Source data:
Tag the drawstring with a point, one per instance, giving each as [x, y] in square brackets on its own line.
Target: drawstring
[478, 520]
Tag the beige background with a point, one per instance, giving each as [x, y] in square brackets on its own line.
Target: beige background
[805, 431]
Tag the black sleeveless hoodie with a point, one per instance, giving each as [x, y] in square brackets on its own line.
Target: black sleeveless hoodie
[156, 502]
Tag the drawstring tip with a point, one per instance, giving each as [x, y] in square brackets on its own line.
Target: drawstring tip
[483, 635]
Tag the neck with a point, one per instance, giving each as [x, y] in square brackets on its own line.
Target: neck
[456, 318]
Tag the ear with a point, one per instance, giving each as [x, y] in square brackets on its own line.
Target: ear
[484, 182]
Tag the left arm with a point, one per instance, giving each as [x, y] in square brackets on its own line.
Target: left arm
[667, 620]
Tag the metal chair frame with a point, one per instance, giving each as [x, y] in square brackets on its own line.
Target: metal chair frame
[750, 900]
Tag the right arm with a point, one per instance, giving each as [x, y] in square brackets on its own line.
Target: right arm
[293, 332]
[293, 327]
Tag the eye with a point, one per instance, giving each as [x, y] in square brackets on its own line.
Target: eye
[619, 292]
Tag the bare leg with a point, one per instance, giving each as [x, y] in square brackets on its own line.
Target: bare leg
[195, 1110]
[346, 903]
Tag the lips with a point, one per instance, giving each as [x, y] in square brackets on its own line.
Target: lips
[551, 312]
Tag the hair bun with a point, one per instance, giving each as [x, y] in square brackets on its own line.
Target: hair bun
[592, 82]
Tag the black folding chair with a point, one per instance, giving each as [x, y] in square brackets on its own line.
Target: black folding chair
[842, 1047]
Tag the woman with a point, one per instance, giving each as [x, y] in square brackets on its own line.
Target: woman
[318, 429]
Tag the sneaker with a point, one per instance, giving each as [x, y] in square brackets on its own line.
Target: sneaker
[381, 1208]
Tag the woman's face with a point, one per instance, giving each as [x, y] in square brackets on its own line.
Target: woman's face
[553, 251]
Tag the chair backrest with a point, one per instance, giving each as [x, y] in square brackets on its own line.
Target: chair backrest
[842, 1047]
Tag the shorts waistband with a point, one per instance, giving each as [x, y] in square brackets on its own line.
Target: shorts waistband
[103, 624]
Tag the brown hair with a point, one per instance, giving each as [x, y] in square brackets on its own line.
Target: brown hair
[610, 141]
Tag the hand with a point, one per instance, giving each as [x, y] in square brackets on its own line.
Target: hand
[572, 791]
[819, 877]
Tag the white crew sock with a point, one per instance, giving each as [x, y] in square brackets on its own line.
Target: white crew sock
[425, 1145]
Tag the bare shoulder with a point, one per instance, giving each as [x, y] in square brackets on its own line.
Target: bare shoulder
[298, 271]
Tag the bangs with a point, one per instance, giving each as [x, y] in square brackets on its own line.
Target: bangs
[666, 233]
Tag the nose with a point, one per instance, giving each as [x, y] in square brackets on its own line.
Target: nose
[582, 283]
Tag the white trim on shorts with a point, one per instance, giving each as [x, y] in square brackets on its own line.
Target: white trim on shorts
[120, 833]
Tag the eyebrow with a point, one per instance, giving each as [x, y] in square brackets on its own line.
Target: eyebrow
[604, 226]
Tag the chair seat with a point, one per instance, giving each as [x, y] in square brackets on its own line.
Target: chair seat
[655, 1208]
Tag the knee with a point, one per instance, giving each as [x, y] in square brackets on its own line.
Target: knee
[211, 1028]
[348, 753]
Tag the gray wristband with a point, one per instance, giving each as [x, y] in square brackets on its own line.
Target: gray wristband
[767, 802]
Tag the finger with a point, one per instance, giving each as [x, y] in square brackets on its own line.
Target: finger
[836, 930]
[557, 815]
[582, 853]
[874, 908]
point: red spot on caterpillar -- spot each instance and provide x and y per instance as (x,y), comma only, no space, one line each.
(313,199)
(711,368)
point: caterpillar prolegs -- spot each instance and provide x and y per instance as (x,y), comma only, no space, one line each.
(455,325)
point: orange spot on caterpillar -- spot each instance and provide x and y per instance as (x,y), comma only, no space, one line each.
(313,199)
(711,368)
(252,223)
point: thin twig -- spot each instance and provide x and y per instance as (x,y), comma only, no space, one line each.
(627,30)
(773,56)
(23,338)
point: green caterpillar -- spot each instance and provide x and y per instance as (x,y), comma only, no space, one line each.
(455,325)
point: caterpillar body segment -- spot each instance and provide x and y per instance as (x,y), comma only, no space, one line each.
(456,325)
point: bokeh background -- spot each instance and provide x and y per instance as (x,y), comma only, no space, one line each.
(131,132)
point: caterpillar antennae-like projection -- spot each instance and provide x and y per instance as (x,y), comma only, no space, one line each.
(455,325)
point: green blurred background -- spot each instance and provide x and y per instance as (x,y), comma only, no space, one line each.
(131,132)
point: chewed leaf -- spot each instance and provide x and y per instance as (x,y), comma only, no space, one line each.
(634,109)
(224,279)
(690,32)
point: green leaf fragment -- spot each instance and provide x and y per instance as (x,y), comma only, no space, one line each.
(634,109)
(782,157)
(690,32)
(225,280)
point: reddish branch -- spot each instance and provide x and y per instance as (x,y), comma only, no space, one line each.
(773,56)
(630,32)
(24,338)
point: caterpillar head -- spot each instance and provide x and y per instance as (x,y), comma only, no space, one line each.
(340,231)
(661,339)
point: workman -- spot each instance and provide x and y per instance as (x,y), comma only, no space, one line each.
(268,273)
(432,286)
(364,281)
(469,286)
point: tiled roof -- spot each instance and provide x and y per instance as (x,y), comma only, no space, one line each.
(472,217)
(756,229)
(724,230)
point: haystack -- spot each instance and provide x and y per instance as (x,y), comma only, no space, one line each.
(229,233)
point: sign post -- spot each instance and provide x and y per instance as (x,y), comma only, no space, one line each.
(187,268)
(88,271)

▸ Task objective
Your task is to give the records above again, exactly.

▸ Answer to this task
Tag the drawstring with a point, one per instance, giving each as [x, y] in square brackets on its own line.
Target: drawstring
[478, 520]
Tag the beige background with a point, one per instance, giving each as [x, y] in square brackets on its own line.
Target: beige background
[805, 431]
Tag the black sleeveless hoodie with a point, one per instance, giving each as [x, y] in square brackets on its own line.
Target: black sleeveless hoodie
[156, 502]
Tag the drawstring tip with a point, one per instance, giving each as [x, y] in square brackets on its own line.
Target: drawstring tip
[483, 635]
Tag the neck with a point, one per instance, giving each as [x, y] in square brackets on its own line.
Target: neck
[456, 318]
Tag the ear with a point, one per instance, giving each as [x, y] in square brackets on its own line.
Target: ear
[484, 182]
Tag the left arm with a point, one per instance, giving each as [x, y] in square brackets on its own line.
Target: left arm
[667, 620]
Tag the metal chair frame with a point, one per instance, giving each as [x, y] in square brackets on its own line.
Target: metal chair frame
[750, 900]
Tag the right arm with a point, one per instance, giving each as [x, y] in square brackets on its own line.
Target: right arm
[293, 332]
[293, 327]
Tag the eye with a point, one per instance, giving each as [x, y] in square brackets on its own line.
Target: eye
[619, 292]
Tag the bare leg with a point, one per instance, giving each as [x, y] in square brackets on its own line.
Target: bare leg
[195, 1110]
[346, 903]
Tag the lips with a point, one per instance, giving each as [x, y] in square brackets on its own line.
Target: lips
[551, 312]
Tag the hair bun with a point, one per instance, giving each as [x, y] in square brackets on its own line.
Target: hair bun
[592, 82]
Tag the black folding chair with a point, one per instance, giving each as [x, y] in square brackets on its own line.
Target: black folding chair
[842, 1047]
Tag the woman with a point, one per instance, giving each as [x, y] in square brackets on its own line.
Target: woman
[318, 429]
Tag the sneaker with a point, one per instance, giving each as [x, y] in square brackets on its own line.
Target: sneaker
[381, 1208]
Tag the woman's face with a point, one per instance, giving each as [x, y] in square brackets on its own line.
Target: woman's face
[553, 251]
Tag the chair backrest with a point, one per instance, giving each as [x, y] in square brackets on its own line.
Target: chair backrest
[842, 1047]
Tag the shorts waistband with a point, one per instance, giving each as [x, y] in square brackets on its own line.
Target: shorts waistband
[103, 624]
Tag the brown hair with a point, one per instance, giving each as [x, y] in square brackets on its own line.
Target: brown hair
[610, 141]
Tag the hand with a point, one per instance, giving each as [x, y] in square brackets on its own line.
Target: hand
[572, 791]
[819, 877]
Tag the white crew sock with a point, one per instance, giving each as [x, y] in square brackets on its own line.
Target: white crew sock
[425, 1145]
Tag the bare shoulder with a point, one per instance, giving each as [x, y] in square brackets on its own line.
Target: bare shoulder
[298, 271]
Tag the bangs with a point, one per instance, giving each as [x, y] in square brackets on its own line.
Target: bangs
[666, 233]
Tag the nose with a point, one per instance, giving each as [x, y] in square brackets on its own line.
Target: nose
[582, 283]
Tag the white trim on shorts with a point, one per instance, giving each as [x, y] in square brackets on its own line.
Target: white trim on shorts
[120, 833]
Tag the eyebrow with a point, one per instance, giving each as [x, y] in square brackets on its own line.
Target: eyebrow
[604, 226]
Tag the chair seat with a point, one per instance, giving each as [x, y] in square brackets on its own line.
Target: chair seat
[655, 1208]
Tag the knee with a point, one per instance, giving each as [x, y] in square brackets on its own line.
Target: knee
[211, 1028]
[348, 753]
Tag the gray wristband with a point, one per instance, giving each as [x, y] in square brackets on its own line.
Target: gray wristband
[767, 802]
Tag the finger with a point, one per instance, giving each as [x, y] in square brackets on its own line.
Target: finger
[836, 930]
[557, 815]
[582, 853]
[874, 908]
point: red spot on caterpillar -- spot each instance and provide x and y per instance as (x,y), comma only, no space, one line each.
(313,199)
(711,368)
point: caterpillar prolegs -- spot each instance and provide x and y per instance as (x,y), comma only, no space, one line each.
(455,325)
point: orange spot on caterpillar -- spot each instance and provide x and y per instance as (x,y), comma only, no space, one line each.
(313,199)
(711,368)
(252,223)
point: thin twig -- spot each instance and provide x and y per instance as (x,y), comma only, no space, one line each.
(627,30)
(773,56)
(23,338)
point: green caterpillar -- spot each instance and provide x and y per instance as (x,y), comma only, no space, one line each.
(455,325)
point: caterpillar body segment -- spot each instance and provide x and y per instance as (x,y), comma only, no space, one line each.
(456,325)
point: bokeh background -- spot each instance and provide x and y per instance as (x,y), comma only, no space, one line each.
(131,132)
point: caterpillar antennae-like projection -- spot each instance and provide x and y per instance as (x,y), comma only, no space, one line each.
(455,325)
point: green blurred background -- spot each instance and provide x and y per instance as (x,y), comma only, no space, one line each.
(131,132)
point: chewed leaf -- spot each instance and provide x and y per instance as (x,y), comma only, no space, one line each.
(634,109)
(224,279)
(690,32)
point: green leaf fragment -- spot each instance and provide x and y per instance as (x,y), comma only, no space, one line each.
(634,109)
(782,157)
(690,32)
(225,280)
point: reddish branch -- spot each instance and provide x and y per instance as (x,y), comma only, no space, one line each.
(773,56)
(630,32)
(24,338)
point: caterpillar head -- spot each instance and provide x and y per instance as (x,y), comma only, no space, one line each.
(340,231)
(661,339)
point: workman -- spot each instance and provide x and y per instance as (x,y), comma only, no space, one line each.
(268,273)
(432,286)
(364,281)
(469,286)
point: tiled roof -- spot each instance and provide x and y per instance as (x,y), comma only, no space, one line each.
(472,217)
(756,229)
(724,230)
point: haystack -- spot each instance and provide x and y per instance as (x,y), comma only, no space, one line each.
(229,233)
point: sign post -- spot each instance and provide x and y per instance as (x,y), comma only, no space, one line each.
(187,268)
(88,271)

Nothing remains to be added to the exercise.